* **REQUIREMENT**:
Each entry below needs to be copied exactly, with nothing dropped.

* **DATA IN THIS EXERCISE**:

━━━

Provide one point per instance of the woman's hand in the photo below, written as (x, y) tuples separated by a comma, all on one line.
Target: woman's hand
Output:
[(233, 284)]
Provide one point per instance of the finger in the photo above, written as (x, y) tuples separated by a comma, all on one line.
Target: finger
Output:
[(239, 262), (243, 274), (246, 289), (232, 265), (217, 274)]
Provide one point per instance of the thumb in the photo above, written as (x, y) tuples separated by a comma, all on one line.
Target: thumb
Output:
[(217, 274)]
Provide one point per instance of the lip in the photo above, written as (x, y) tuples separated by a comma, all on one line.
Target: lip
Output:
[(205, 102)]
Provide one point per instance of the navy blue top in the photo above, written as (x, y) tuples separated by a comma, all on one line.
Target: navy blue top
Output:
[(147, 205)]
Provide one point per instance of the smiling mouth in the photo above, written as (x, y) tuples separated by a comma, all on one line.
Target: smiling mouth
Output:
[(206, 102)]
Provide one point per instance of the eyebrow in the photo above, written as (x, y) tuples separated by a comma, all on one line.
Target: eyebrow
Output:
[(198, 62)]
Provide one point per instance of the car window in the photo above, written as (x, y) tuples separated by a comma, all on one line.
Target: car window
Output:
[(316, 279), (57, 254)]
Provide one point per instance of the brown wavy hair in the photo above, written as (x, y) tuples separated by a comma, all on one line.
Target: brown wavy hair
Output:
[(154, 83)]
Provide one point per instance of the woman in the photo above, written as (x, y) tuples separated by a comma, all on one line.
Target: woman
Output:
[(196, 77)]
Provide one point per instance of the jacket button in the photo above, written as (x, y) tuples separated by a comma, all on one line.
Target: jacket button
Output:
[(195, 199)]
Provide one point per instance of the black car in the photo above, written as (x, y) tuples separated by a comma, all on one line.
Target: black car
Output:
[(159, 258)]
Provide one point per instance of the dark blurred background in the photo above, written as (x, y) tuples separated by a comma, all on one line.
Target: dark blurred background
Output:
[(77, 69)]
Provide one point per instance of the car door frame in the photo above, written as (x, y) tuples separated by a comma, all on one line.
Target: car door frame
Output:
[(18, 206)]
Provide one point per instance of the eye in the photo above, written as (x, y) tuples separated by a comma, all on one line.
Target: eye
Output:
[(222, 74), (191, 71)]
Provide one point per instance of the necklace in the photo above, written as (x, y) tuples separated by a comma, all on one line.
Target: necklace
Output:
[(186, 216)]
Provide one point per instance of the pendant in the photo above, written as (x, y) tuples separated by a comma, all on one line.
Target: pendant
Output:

━━━

* **RESPONSE BOX**:
Provide one point per instance of the woman's hand in the photo below, written as (x, y) tuples separated by a comma, all on one line.
Target: woman's hand
Output:
[(233, 284)]
Provide one point per instance of the finger in the photo above, written as (x, y) tuples separated by a comma, all on one line.
Target: finger
Output:
[(239, 262), (243, 274), (246, 289), (232, 265), (217, 274)]
Provide one point per instance of the thumb in the photo above, written as (x, y) tuples separated by a comma, all on one line.
Target: thumb
Output:
[(217, 274)]
Provide one point per instance of the lip in the photo above, written as (x, y) tuples separated by a comma, all on one line.
Target: lip
Output:
[(205, 102)]
Provide one point per instance of the navy blue top in the photo above, written as (x, y) tuples separated by a comma, all on one line.
Target: navy blue top
Output:
[(147, 205)]
Provide one point per instance of the smiling mouth in the photo above, written as (x, y) tuples separated by a comma, all on one line.
Target: smiling mouth
Output:
[(206, 102)]
Provide one point per instance of the eyebrow in the photo above, written as (x, y) tuples separated by a comma, all on one line.
Target: eyebrow
Output:
[(198, 62)]
Provide one point per instance of the car window in the photo above, written as (x, y) tuples separated by a comma, all on one line.
Target: car window
Output:
[(316, 279), (57, 254)]
Provide one point per instance of the brown wavy hair in the photo above, written as (x, y) tuples separated by a comma, all on one line.
Target: brown wavy hair
Output:
[(154, 83)]
Provide one point per instance of the woman in the photo above, written as (x, y) tuples separated by a comma, all on one line.
Target: woman
Output:
[(196, 77)]
Provide one point per instance of the jacket button in the photo above, written as (x, y) tuples separated by a comma, all on one line.
Target: jacket button
Output:
[(195, 199)]
Provide one point per instance of the black car in the photo above, written as (x, y) tuples separated by a comma, all on one line.
Target: black car
Output:
[(159, 258)]
Provide one point per instance of the dark blurred background in the photo above, written as (x, y) tuples separated by a comma, all on one line.
Target: dark blurred background
Output:
[(77, 69)]
Provide one point per instance of the car door frame in the photo above, written as (x, y) tuples separated by a comma, all on one line.
Target: car door frame
Output:
[(18, 206)]
Provide one point per instance of the eye in the photo above, written as (x, y) tuples separated by a comma, all on one line.
Target: eye
Output:
[(222, 74), (191, 71)]
Provide one point per instance of the necklace in the photo above, written as (x, y) tuples separated by a comma, all on one line.
Target: necklace
Output:
[(186, 216)]
Provide one point per instance of the pendant in the photo above, written as (x, y) tuples separated by a comma, all on one line.
Target: pendant
Output:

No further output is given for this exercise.